* _TASK BRIEF_
Look below for the line with "For the dataset, pick out the beard", and from there restate every line word for word until the entries end.

* _RECORDS SHOWN_
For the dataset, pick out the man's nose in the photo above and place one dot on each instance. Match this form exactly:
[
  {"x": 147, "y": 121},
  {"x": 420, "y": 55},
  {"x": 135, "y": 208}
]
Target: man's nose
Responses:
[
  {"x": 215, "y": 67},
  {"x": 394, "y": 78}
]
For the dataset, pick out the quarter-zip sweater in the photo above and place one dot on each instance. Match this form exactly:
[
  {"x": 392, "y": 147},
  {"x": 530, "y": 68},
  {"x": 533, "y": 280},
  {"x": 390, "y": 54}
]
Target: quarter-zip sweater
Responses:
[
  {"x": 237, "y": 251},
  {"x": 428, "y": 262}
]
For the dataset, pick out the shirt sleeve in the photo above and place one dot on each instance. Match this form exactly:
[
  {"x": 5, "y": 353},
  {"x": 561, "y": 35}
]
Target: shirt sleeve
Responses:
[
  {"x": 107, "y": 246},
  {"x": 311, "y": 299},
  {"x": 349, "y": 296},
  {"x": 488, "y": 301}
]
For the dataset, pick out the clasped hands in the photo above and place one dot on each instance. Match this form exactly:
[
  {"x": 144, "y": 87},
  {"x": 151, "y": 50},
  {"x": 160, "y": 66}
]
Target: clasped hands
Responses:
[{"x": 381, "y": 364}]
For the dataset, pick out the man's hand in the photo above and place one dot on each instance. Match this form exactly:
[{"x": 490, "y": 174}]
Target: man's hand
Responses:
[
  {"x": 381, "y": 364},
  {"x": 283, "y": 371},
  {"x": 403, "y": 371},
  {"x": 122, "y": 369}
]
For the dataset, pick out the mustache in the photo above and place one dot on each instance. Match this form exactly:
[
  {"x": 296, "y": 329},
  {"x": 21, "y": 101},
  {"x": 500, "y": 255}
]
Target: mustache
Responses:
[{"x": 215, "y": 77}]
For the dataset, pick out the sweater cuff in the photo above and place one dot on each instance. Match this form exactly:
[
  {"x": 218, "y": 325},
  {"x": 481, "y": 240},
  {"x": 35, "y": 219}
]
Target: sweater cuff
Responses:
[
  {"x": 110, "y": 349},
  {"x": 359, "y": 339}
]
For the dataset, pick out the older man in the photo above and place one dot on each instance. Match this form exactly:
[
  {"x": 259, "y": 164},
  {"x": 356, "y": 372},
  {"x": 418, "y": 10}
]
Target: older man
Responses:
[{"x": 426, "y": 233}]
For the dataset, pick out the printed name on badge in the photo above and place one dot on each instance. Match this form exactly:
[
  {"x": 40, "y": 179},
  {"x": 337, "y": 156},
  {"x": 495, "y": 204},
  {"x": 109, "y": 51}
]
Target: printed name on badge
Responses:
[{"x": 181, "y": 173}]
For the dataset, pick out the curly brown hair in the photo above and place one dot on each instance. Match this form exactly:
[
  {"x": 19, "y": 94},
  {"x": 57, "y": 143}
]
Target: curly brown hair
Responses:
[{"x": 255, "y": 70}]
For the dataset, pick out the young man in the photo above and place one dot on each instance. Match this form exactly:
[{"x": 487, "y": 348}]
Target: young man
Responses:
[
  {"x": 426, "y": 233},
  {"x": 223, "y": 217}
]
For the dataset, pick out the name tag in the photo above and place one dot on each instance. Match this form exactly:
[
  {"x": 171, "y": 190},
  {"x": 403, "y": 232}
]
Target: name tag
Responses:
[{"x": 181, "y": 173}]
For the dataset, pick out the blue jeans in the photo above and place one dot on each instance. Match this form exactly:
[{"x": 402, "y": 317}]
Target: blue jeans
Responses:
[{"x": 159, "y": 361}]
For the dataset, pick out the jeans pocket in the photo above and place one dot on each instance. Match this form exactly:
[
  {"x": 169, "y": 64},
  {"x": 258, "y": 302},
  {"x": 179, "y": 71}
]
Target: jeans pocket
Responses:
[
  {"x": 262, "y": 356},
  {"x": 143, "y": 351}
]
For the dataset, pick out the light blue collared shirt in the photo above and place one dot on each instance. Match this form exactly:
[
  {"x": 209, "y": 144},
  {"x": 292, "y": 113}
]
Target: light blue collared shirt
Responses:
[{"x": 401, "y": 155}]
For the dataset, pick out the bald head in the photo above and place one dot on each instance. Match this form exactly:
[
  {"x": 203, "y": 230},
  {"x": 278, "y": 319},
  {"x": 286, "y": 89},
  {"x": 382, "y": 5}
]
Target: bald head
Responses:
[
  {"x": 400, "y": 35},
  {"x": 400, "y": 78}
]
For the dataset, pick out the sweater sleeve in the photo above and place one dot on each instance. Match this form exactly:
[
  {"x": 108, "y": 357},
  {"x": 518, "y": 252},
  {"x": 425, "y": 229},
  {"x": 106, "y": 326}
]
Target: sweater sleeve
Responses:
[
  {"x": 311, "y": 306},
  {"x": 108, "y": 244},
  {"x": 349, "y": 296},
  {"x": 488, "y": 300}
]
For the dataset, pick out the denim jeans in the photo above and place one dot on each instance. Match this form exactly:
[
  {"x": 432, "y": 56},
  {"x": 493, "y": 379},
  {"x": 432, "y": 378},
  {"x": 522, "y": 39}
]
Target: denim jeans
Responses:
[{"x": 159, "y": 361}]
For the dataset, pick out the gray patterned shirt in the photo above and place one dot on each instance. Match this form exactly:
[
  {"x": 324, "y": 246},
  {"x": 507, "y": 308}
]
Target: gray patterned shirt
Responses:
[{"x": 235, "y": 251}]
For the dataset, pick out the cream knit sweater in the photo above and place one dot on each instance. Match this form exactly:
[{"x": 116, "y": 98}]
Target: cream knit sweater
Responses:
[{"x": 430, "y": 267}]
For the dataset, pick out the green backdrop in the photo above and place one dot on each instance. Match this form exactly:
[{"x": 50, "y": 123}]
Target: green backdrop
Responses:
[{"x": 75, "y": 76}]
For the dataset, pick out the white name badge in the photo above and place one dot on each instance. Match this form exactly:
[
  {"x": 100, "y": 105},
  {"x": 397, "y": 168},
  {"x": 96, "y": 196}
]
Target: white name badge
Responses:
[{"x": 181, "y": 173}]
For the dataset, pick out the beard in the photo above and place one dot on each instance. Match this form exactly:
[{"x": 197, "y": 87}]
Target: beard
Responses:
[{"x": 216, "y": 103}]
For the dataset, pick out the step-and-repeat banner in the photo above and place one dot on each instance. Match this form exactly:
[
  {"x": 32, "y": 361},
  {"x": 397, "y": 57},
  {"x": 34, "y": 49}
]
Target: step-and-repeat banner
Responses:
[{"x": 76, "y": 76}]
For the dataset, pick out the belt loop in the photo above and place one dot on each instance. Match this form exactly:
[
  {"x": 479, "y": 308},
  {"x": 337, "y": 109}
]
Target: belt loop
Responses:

* _REPLY TO THE EXERCISE_
For the dataset, pick out the beard in the photo above and place one dot on each instance. Match this form exactly:
[{"x": 197, "y": 87}]
Target: beard
Responses:
[{"x": 216, "y": 103}]
For the dataset, pick out the step-and-repeat banner in the photo above and place one dot on each instance. Match this form exactly:
[
  {"x": 32, "y": 361},
  {"x": 397, "y": 57},
  {"x": 34, "y": 49}
]
Target: step-and-repeat banner
Responses:
[{"x": 76, "y": 76}]
For the dataset, pick out the belt loop in the photo above and place one dot on each instance. Match this form exactly:
[
  {"x": 479, "y": 308},
  {"x": 337, "y": 109}
]
Target: belt loop
Responses:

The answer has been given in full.